GIVEN REQUEST
Can you write out these records again with "thickest" changed to "widest" everywhere, keeping everything else the same and omitting the pictures?

══ DATA RECORDS

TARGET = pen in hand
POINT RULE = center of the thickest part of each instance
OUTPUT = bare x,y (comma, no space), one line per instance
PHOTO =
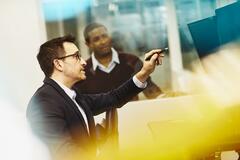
162,51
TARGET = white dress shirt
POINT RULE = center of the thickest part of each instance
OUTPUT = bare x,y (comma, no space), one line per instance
72,94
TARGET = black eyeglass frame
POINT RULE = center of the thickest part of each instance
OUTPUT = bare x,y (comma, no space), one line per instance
77,55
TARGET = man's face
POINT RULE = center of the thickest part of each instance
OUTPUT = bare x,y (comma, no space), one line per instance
73,64
100,42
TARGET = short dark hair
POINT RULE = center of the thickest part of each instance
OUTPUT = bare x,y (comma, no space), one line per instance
89,28
51,50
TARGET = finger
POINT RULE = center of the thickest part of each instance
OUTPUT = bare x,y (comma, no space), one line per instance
152,52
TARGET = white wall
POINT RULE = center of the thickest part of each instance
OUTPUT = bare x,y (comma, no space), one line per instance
22,30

════

SOLUTION FOR THIS PROBLEM
TARGET = pen in hand
POINT RULE = center of the widest part of each instance
OUTPUT = bare x,y (comma, no space), one line per instance
PHOTO =
162,51
TARGET = white dress shirt
POINT RULE = center of the widest part of each instance
OUTPUT = bare x,y (comma, no space), one line per instance
72,94
TARGET = black eyeglass frame
POINT RULE = center of the widest part of each instance
OUTPUT = bare x,y (comma, no space), one line per instance
77,55
TARGET = man's face
POINT RULE = center of the widest part of each instance
OUTPUT = bare x,y (comma, no space), one line per instance
73,64
100,42
TARGET = short dark hair
POINT RULE = center of the widest part of each instance
OUTPUT = bare x,y (comma, no space), one line per instance
89,28
51,50
TARGET = finger
POINT RULE = center of the widest part of each instance
OUTPUT = bare x,y (comma, no space), one line per instance
152,52
TARGET = white wall
POINT RULE = center of the widest part of each instance
OUTPUT = bare x,y (comma, no space), one line per instance
22,30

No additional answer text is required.